··· Data provided

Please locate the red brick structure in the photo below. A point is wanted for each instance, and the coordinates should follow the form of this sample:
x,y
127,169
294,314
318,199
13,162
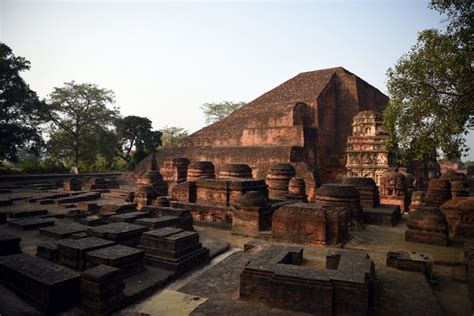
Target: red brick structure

······

→ Exercise goal:
Every line of the data should be transcribed exactly. Omit the images.

→ Task solution:
Please locate the red brick structure in the photo below. A point is wanted for each instance, and the coordinates should follow the form of this sample:
x,y
127,169
294,314
318,199
13,162
Target: red brick structure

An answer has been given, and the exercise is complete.